§ **Исходный отрывок**:
══════

Так античный литературный вкус различил высокую дидактику и низменную дидактику, подчинив дело словесного учительства эстетическим категориям «уместного» (то яреяоу) и «возвышенного» (то bxyoq). Но это различение имело силу не всегда и не везде. Культуры древнего Ближнего Востока жили антитезами «жизни» и «смерти», «мудрости» и «суеты», «закона» и «беззакония», они различали святое и пустое, важное и праздное — только не «возвышенное» и «низменное»: последняя антитеза полагается лишь культурой греческого типа и вне ее может быть лишена смысла. Не понимая этого, мы не поймем поэтику ближневосточной дидактической литературы, и нам покажется курьезом то, что на деле было нормой — и притом очень долговечной нормой, сохранявшей силу от начальных времен древнеегипетской письменности до исламского средневековья.

══════

§ **Материал с размеченными точками**:
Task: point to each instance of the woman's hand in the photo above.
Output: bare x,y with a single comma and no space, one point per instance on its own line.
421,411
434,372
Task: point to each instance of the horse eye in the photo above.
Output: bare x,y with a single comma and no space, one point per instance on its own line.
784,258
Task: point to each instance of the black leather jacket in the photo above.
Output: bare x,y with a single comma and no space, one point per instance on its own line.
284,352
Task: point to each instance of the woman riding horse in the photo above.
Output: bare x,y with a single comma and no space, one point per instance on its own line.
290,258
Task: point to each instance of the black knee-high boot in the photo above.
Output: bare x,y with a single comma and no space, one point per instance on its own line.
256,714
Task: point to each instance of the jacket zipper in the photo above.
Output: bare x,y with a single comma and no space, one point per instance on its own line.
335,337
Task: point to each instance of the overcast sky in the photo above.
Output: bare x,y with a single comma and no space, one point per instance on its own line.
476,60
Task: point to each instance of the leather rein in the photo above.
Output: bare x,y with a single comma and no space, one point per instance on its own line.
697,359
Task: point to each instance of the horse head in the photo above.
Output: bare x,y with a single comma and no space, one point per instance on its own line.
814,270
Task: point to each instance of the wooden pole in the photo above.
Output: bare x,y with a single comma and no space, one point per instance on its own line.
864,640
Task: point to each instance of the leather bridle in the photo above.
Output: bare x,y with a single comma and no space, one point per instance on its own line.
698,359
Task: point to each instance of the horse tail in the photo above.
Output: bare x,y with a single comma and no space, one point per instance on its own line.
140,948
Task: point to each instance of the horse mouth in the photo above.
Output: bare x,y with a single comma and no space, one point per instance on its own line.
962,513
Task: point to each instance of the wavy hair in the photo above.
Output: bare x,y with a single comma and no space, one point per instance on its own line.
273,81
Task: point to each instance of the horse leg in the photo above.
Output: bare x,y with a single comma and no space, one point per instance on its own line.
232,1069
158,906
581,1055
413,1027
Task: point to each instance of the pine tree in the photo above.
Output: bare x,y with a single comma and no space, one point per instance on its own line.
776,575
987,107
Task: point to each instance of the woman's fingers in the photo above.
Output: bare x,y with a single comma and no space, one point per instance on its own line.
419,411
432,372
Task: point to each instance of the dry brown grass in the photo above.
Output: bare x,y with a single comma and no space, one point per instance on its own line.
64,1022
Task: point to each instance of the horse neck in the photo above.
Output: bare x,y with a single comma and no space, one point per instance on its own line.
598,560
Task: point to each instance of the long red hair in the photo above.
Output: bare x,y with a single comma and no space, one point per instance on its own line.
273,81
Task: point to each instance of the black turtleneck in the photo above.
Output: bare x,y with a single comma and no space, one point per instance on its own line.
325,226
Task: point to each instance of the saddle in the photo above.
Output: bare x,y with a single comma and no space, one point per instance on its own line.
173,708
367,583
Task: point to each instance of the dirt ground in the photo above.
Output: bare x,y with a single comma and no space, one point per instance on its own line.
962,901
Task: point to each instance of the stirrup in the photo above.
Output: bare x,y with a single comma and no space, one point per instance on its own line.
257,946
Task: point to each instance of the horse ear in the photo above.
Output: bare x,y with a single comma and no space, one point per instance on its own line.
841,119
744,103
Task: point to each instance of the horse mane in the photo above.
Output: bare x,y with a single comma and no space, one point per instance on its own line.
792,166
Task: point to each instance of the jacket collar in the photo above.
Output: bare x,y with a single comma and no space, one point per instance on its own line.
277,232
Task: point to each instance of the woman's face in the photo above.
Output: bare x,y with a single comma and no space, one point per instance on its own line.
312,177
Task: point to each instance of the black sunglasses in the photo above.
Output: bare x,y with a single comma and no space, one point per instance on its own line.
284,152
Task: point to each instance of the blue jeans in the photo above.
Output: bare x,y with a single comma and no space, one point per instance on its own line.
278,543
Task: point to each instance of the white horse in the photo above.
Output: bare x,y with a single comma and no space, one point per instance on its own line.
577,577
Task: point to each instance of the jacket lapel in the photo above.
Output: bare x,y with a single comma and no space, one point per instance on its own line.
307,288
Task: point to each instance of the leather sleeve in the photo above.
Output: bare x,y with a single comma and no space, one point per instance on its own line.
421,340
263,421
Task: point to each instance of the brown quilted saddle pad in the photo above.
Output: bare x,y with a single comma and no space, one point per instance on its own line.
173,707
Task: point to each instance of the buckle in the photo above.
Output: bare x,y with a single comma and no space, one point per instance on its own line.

══════

§ **Что требуется**:
**1.** Воспроизведите из отрывка без изменений фрагмент от слов «Так античный литературный» вплоть до слов «до исламского средневековья.» включительно.
**2.** Какое противопоставление, согласно отрывку, культуры древнего Ближнего Востока не различали?
Материал здесь никак не используется.

§ **Ответы к заданиям**:
**1.**
Так античный литературный вкус различил высокую дидактику и низменную дидактику, подчинив дело словесного учительства эстетическим категориям «уместного» (то яреяоу) и «возвышенного» (то bxyoq). Но это различение имело силу не всегда и не везде. Культуры древнего Ближнего Востока жили антитезами «жизни» и «смерти», «мудрости» и «суеты», «закона» и «беззакония», они различали святое и пустое, важное и праздное — только не «возвышенное» и «низменное»: последняя антитеза полагается лишь культурой греческого типа и вне ее может быть лишена смысла. Не понимая этого, мы не поймем поэтику ближневосточной дидактической литературы, и нам покажется курьезом то, что на деле было нормой — и притом очень долговечной нормой, сохранявшей силу от начальных времен древнеегипетской письменности до исламского средневековья.

**2.** Они не различали «возвышенное» и «низменное».